"This allows kids to think through the issue before they're in a difficult situation," she said. "Asking works better than telling. Good questions include: Why do you think some kids are drawn to this? Have you heard of anyone doing this? How hard do you think it would be to turn down this kind of dare? The worst risk of this game is death from alcohol poisoning, but what do you think might be some other risks?"
Kennedy-Moore, author of "Smart Parenting for Smart Kids," said that many factors contribute to the "draw" of this drinking game, one of which is "nothing bad will happen to me."
"The publicness of the dares brings up the issue of saving face," she said. "To back away from the dare could feel like publicly announcing, 'I'm not man enough!'
"Parents worry about peer pressure in the sense of someone trying to force their kids to do something they don't want to do," Kennedy-Moore said. "Research tells us that kind of overt pressure is actually quite rare. It's a sign of conflict and makes it less likely the kid will go along with it. The bigger problem is more subtle forms of peer influence in the forms of modeling, laughing, encouraging, approving."
Parents should encourage positive friendships and teens and young adults will be less likely drawn to the game, she said.
Neknomination may not be all that different from other games to which young people have been dangerously drawn and perished.
Dale Galloway of Silva, N.C. lost a 12-year-old son to the choking game in 2007 and has since become president of the Dangerous Behaviors Foundation.
"The [neknomination] game doesn't surprise me," he said. "There wasn't even Internet involved in my son's death, just word of mouth."

******

■ **What is expected**
Copy the neknomination article word for word from "Neknomination may not" up to and including "Dangerous Behaviors Foundation.". The listing is separate material, apart from the neknomination article.

■ **Exercise data**
******

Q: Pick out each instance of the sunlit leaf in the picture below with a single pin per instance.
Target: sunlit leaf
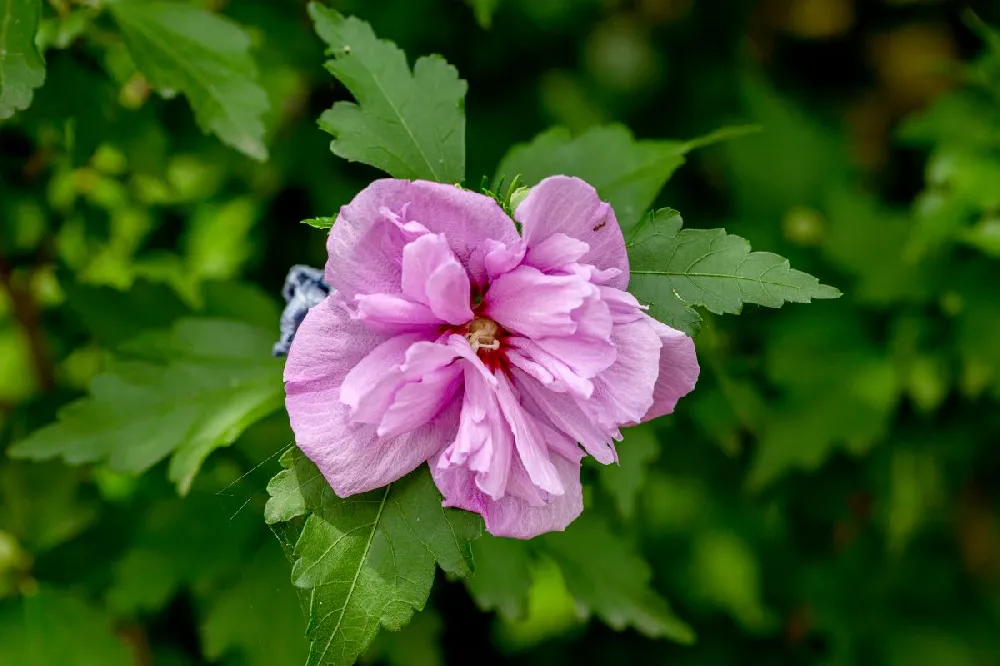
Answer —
(180, 47)
(21, 66)
(410, 124)
(365, 562)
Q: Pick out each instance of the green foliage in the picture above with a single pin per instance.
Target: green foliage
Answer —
(674, 268)
(408, 124)
(55, 627)
(208, 381)
(21, 66)
(610, 580)
(825, 496)
(180, 48)
(484, 10)
(365, 561)
(627, 173)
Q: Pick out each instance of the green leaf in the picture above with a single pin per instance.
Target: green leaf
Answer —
(52, 627)
(179, 47)
(21, 66)
(611, 580)
(623, 481)
(320, 222)
(208, 381)
(408, 124)
(627, 173)
(484, 10)
(673, 269)
(502, 577)
(368, 560)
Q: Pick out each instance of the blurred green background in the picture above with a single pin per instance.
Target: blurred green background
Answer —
(829, 493)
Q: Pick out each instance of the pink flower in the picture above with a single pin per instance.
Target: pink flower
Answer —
(494, 357)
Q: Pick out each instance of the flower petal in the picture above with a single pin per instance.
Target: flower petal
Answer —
(329, 343)
(678, 370)
(529, 440)
(561, 204)
(366, 243)
(391, 314)
(433, 276)
(624, 392)
(351, 456)
(534, 304)
(565, 415)
(511, 516)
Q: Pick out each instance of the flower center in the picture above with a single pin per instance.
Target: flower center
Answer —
(482, 334)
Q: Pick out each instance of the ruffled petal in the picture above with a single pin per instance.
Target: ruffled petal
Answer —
(511, 516)
(567, 417)
(570, 206)
(328, 344)
(365, 246)
(534, 304)
(351, 456)
(679, 370)
(529, 440)
(433, 276)
(624, 392)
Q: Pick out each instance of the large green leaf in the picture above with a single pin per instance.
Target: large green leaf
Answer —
(673, 269)
(611, 580)
(626, 172)
(179, 47)
(408, 124)
(208, 380)
(366, 561)
(21, 66)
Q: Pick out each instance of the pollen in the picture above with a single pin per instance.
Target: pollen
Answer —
(482, 334)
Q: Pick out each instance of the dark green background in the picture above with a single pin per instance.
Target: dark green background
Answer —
(828, 495)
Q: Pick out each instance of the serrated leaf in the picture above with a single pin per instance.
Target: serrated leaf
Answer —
(611, 580)
(626, 172)
(408, 124)
(179, 47)
(366, 561)
(208, 381)
(623, 481)
(53, 627)
(320, 222)
(21, 66)
(708, 267)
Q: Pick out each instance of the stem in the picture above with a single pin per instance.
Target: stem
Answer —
(26, 313)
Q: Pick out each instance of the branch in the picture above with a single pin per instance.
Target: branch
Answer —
(26, 313)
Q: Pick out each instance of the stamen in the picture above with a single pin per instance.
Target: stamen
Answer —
(482, 334)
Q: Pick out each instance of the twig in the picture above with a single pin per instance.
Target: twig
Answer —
(26, 313)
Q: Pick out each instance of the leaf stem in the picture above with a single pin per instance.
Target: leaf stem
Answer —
(26, 313)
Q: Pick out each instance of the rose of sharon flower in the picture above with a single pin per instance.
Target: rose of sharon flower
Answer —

******

■ **Answer to this exercise**
Neknomination may not be all that different from other games to which young people have been dangerously drawn and perished.
Dale Galloway of Silva, N.C. lost a 12-year-old son to the choking game in 2007 and has since become president of the Dangerous Behaviors Foundation.